* start GIVEN INFORMATION *
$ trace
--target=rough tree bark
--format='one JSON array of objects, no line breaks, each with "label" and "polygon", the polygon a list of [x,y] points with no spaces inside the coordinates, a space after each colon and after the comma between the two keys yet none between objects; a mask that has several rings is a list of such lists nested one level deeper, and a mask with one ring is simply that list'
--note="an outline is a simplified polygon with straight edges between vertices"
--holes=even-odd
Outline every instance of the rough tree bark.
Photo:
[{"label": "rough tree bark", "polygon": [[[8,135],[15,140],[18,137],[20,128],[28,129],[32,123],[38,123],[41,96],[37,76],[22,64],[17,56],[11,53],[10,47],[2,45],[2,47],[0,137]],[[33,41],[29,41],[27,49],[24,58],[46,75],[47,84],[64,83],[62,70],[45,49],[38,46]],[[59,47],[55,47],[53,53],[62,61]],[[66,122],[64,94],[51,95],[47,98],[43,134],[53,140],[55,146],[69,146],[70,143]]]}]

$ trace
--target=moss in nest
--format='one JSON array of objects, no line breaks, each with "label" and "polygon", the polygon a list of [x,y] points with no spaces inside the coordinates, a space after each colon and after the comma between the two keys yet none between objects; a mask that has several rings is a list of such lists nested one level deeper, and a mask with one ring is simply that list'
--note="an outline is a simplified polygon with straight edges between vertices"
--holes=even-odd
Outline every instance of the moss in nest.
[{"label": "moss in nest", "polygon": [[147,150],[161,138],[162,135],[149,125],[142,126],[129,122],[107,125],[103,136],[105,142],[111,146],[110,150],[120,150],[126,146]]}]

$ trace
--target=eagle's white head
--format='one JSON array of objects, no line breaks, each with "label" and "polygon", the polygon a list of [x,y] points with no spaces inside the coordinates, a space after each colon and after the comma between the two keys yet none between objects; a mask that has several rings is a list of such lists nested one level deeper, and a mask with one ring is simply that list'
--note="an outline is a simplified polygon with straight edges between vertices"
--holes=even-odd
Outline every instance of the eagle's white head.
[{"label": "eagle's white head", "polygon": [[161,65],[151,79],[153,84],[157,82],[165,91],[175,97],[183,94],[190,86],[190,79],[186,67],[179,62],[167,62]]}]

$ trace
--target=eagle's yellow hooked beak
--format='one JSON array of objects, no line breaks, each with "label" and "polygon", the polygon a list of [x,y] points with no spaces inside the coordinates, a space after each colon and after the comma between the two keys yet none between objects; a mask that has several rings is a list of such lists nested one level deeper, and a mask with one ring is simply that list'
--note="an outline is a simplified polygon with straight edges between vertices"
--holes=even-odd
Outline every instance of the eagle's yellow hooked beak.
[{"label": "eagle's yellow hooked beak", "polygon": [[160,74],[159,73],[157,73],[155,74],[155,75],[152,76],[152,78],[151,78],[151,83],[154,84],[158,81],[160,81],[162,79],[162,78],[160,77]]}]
* end GIVEN INFORMATION *
### TASK TO CARRY OUT:
Return all of the data exactly as it reads.

### WRITTEN REPLY:
$ trace
--target=rough tree bark
--format='one JSON array of objects, no line breaks, each with "label" and "polygon", the polygon a list of [x,y] points with no spaces inside the coordinates, a space after each colon and after the comma between the two keys yet none between objects; a mask that has several rings is a list of such lists nested one level deeper, and a mask with one ring is simply that list'
--note="an outline is a simplified polygon with straight edges between vertices"
--holes=even-odd
Outline every instance of the rough tree bark.
Photo:
[{"label": "rough tree bark", "polygon": [[[8,135],[15,140],[18,137],[20,128],[28,129],[32,123],[38,123],[41,96],[37,76],[22,64],[17,56],[11,53],[10,47],[2,45],[2,47],[0,137]],[[33,41],[29,41],[27,49],[24,58],[46,75],[47,84],[64,83],[62,70],[45,49],[38,46]],[[59,47],[55,47],[53,53],[62,61]],[[66,122],[64,94],[51,95],[47,98],[43,134],[53,140],[55,146],[69,146],[70,143]]]}]

$ trace
--target=moss in nest
--format='one JSON array of objects, no line breaks, each with "label" and "polygon", the polygon a list of [x,y] points with no spaces inside the coordinates, a space after each colon and after the comma between the two keys yet none between objects; a mask that has several rings is a list of such lists nested one level deeper, and a mask with one ring is simply that list'
--note="an outline is a simplified polygon with straight edges between vertices"
--holes=even-odd
Outline every instance of the moss in nest.
[{"label": "moss in nest", "polygon": [[147,150],[161,138],[162,135],[149,125],[142,126],[129,122],[107,125],[103,136],[105,142],[111,146],[110,150],[120,150],[126,146]]}]

$ trace
--target=eagle's white head
--format='one JSON array of objects, no line breaks, each with "label" and "polygon", the polygon a list of [x,y] points with no spaces inside the coordinates, a space after each colon and after the comma between the two keys yet none between objects; a mask that has several rings is a list of such lists nested one level deeper, and a mask with one ring is simply that list'
--note="an outline is a simplified polygon with straight edges between vertices"
--holes=even-odd
Outline every instance of the eagle's white head.
[{"label": "eagle's white head", "polygon": [[161,65],[151,79],[153,84],[157,82],[165,91],[175,97],[183,94],[190,86],[190,79],[186,67],[179,62],[167,62]]}]

$ trace
--target=eagle's yellow hooked beak
--format='one JSON array of objects, no line breaks, each with "label" and "polygon", the polygon a list of [x,y] points with no spaces inside the coordinates, a space after each colon and after the comma between the two keys yet none between objects; a mask that has several rings is a list of such lists nested one level deeper, and a mask with one ring is simply that list'
--note="an outline is a simplified polygon with straight edges between vertices"
--holes=even-odd
Outline every instance of the eagle's yellow hooked beak.
[{"label": "eagle's yellow hooked beak", "polygon": [[160,74],[159,73],[157,73],[155,74],[155,75],[152,76],[152,78],[151,78],[151,83],[154,84],[158,81],[160,81],[162,79],[162,78],[160,77]]}]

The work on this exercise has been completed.